■ Task prompt: Can you recast the stretch of lines from the very first one through the line containing "142L160 144L154 151L174", both ends included, as a JSON list of strings with one string per line and any blank lines left out?

■ Provided data:

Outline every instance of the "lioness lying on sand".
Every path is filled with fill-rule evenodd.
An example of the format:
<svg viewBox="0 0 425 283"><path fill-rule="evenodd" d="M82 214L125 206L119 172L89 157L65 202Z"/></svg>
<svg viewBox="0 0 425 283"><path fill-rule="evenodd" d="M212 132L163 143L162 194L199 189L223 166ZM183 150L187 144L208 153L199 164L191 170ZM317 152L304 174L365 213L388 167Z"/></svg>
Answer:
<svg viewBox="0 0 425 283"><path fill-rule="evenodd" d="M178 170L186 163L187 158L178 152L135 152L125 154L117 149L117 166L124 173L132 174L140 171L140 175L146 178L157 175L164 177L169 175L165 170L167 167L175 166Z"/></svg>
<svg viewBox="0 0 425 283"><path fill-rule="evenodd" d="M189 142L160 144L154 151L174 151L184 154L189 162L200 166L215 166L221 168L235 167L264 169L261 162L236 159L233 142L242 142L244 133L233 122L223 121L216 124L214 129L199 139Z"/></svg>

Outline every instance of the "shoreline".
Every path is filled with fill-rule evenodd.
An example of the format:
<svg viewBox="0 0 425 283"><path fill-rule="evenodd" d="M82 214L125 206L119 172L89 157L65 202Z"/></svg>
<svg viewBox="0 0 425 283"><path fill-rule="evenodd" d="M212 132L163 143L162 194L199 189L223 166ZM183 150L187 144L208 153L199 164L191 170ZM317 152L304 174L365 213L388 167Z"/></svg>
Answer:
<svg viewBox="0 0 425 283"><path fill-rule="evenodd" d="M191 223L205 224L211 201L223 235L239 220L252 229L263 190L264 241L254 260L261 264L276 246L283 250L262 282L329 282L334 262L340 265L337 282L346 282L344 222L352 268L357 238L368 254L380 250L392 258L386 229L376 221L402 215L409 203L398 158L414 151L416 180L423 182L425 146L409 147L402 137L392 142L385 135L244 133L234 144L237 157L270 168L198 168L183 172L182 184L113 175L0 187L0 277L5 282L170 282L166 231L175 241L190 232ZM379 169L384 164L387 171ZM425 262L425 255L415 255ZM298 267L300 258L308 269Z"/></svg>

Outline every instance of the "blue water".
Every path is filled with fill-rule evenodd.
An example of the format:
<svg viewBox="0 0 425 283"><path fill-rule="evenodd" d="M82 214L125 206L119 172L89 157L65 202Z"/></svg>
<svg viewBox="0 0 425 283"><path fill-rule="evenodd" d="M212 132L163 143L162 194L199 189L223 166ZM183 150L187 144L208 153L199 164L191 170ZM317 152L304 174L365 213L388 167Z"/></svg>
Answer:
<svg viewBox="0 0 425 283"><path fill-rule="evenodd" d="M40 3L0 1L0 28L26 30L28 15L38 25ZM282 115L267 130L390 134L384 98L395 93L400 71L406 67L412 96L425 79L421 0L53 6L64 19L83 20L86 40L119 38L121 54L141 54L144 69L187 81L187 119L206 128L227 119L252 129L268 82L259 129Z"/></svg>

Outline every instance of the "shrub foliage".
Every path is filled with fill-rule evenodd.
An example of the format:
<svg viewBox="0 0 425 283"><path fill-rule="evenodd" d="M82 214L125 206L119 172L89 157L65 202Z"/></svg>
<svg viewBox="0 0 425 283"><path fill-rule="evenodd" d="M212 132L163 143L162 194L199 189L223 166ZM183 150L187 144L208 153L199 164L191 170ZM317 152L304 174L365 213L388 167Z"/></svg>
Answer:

■ Exercise response:
[
  "Outline every instance of the \"lioness lying on sand\".",
  "Every path is filled with fill-rule evenodd.",
  "An example of the format:",
  "<svg viewBox=\"0 0 425 283\"><path fill-rule=\"evenodd\" d=\"M82 214L125 206L119 172L89 157L65 202Z\"/></svg>",
  "<svg viewBox=\"0 0 425 283\"><path fill-rule=\"evenodd\" d=\"M212 132L163 143L162 194L199 189L223 166ZM183 150L187 144L208 153L199 164L191 170ZM317 152L304 174L365 213L388 167Z\"/></svg>",
  "Answer:",
  "<svg viewBox=\"0 0 425 283\"><path fill-rule=\"evenodd\" d=\"M178 170L186 163L187 158L178 152L135 152L125 154L117 149L117 166L124 173L132 174L140 171L140 175L146 178L157 175L164 177L169 175L165 170L167 167L175 166Z\"/></svg>",
  "<svg viewBox=\"0 0 425 283\"><path fill-rule=\"evenodd\" d=\"M189 142L160 144L154 151L174 151L184 154L189 162L200 166L215 166L221 168L235 167L264 169L261 162L236 159L233 142L242 142L244 133L233 122L223 121L216 124L214 129L199 139Z\"/></svg>"
]